* Problem description:
Repeat every record below exactly as written.
####
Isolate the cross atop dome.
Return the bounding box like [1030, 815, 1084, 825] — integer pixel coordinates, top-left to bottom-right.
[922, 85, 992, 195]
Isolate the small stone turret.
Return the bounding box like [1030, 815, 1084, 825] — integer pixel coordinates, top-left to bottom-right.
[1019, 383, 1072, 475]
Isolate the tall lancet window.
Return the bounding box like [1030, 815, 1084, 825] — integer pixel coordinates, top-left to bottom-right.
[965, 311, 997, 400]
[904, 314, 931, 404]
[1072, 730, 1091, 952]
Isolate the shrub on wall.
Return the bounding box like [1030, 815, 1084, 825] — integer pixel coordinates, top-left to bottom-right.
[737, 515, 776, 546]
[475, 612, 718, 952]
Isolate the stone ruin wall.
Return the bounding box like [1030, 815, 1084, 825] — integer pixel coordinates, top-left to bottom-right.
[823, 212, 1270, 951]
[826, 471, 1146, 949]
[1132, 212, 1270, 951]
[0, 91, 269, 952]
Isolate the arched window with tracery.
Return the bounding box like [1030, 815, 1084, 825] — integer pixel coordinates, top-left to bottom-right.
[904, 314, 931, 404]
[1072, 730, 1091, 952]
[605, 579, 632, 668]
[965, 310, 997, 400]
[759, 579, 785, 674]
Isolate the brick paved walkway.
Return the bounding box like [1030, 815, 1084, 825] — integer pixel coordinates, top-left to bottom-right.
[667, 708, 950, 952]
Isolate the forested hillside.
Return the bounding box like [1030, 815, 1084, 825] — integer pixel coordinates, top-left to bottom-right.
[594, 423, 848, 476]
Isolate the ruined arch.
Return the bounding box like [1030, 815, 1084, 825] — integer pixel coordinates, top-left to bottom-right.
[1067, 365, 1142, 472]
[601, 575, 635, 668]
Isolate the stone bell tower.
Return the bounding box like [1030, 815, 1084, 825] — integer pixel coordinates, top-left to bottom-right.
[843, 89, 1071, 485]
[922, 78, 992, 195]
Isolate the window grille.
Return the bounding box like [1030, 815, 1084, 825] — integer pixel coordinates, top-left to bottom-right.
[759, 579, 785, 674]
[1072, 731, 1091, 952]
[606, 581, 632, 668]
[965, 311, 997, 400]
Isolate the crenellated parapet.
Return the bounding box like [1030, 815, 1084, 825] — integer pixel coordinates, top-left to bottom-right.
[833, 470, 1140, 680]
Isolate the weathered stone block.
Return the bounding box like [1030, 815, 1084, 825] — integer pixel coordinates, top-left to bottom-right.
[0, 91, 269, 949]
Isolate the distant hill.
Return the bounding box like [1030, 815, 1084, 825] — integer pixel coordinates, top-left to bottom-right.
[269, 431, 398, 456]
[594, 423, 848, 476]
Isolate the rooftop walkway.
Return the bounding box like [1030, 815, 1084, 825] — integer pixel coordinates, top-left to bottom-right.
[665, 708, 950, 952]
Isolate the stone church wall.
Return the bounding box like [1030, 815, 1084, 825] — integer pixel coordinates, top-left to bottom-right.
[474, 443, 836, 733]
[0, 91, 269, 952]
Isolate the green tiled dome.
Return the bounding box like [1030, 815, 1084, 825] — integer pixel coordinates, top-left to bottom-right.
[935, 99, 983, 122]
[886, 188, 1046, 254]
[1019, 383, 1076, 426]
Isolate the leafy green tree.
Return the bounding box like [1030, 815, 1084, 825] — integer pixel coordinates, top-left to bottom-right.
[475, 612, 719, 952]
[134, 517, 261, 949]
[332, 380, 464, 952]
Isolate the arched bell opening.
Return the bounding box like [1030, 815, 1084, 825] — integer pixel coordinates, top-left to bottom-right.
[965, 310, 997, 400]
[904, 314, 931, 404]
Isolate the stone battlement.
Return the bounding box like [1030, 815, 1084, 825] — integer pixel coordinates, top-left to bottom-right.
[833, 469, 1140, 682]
####
* Exercise result:
Isolate the cross atop dome.
Return the bounding box like [1030, 815, 1084, 825] — integer pixel coordinates, top-left to bottom-right.
[922, 85, 992, 195]
Isolate the small stone turret.
Return the bounding box like [1030, 815, 1084, 825] — integer pixel coordinates, top-left to bottom-right.
[1019, 383, 1072, 475]
Isolate the tall lancet window.
Return the bounding box like [1030, 815, 1084, 825] — integer pixel coordinates, top-left to bottom-right.
[965, 311, 997, 400]
[904, 314, 931, 404]
[1072, 730, 1091, 952]
Isolate the shrub on wall.
Return the bounding box like [1030, 815, 1084, 825] — integer pixel coordinates, top-left to bottom-right.
[737, 515, 776, 546]
[475, 612, 718, 952]
Isolate the stone ruin wall.
Return the bounding box like [1030, 815, 1084, 825] — integer pixel coordinates, top-left to bottom-right.
[823, 212, 1270, 951]
[826, 471, 1146, 949]
[1132, 212, 1270, 951]
[0, 91, 269, 952]
Isolate the arched window with tracery.
Return the bounding box like [1030, 815, 1084, 825] — integer pixel coordinates, top-left to bottom-right.
[904, 314, 931, 404]
[1072, 730, 1091, 952]
[605, 579, 632, 668]
[965, 310, 997, 400]
[759, 579, 785, 674]
Isolate the brick paved walkway.
Return the bounding box like [1030, 815, 1084, 825] — integer pixel coordinates, top-left to bottom-right.
[667, 708, 950, 952]
Isolate the forested hillside.
Return the bounding box like [1030, 815, 1084, 825] — integer pixel coordinates, top-left to bottom-right.
[594, 423, 848, 476]
Isolate the ruined arch.
Return the bounding box like [1030, 815, 1084, 825] — integer pixel coordinates, top-left to bottom-right.
[1067, 365, 1142, 472]
[601, 575, 635, 668]
Isolate the stone bell tower.
Return the bounding box like [1030, 815, 1084, 825] — integer pixel coordinates, top-left to bottom-right.
[843, 89, 1071, 485]
[922, 78, 992, 195]
Isolate the window grille.
Return the bounding box like [1030, 815, 1084, 825] — integer pixel coordinates, top-left to bottom-right.
[759, 579, 785, 674]
[1072, 731, 1091, 952]
[606, 581, 632, 668]
[965, 311, 997, 400]
Isolate the crenellated parapet.
Return the bounding box like [1030, 815, 1084, 825] — integer pixel coordinates, top-left to bottom-right.
[833, 470, 1140, 680]
Isolate the weathered stone block.
Return the bounding box like [1030, 815, 1084, 825] — integer pixel coordinates, top-left to bottom-right.
[0, 91, 269, 949]
Isolate the distant hill.
Return the bounding box like [1030, 815, 1084, 825] — integer pixel coordinates, top-left to bottom-right.
[269, 431, 398, 456]
[594, 423, 848, 476]
Isolate the rooftop walkway.
Return the bounding box like [1030, 815, 1084, 825] — integer pixel coordinates, top-left to bottom-right.
[665, 708, 950, 952]
Isolate the stone church wall.
Return the bounding box like [1030, 815, 1084, 825] — integer pixel coordinates, top-left to bottom-right.
[474, 443, 836, 733]
[0, 91, 269, 952]
Isolate the green tiled dome.
Return the bounding box like [1030, 815, 1084, 825] — integer pixel coordinates, top-left to bottom-right.
[935, 99, 983, 122]
[886, 188, 1046, 254]
[1019, 383, 1076, 426]
Isolate the leafy green tree.
Return the bounding box like [1030, 815, 1084, 825] — integer pixel coordinates, top-left to bottom-right.
[475, 612, 719, 952]
[134, 517, 261, 949]
[332, 380, 464, 952]
Isolate the arched bell opening.
Return the bounding box like [1030, 815, 1084, 825] — integer pixel coordinates, top-left to bottom-right.
[965, 310, 997, 400]
[904, 314, 931, 404]
Isolate the stone battlement.
Return the bounding box like [1030, 815, 1084, 825] — integer pixel coordinates, top-left to bottom-right.
[833, 469, 1140, 682]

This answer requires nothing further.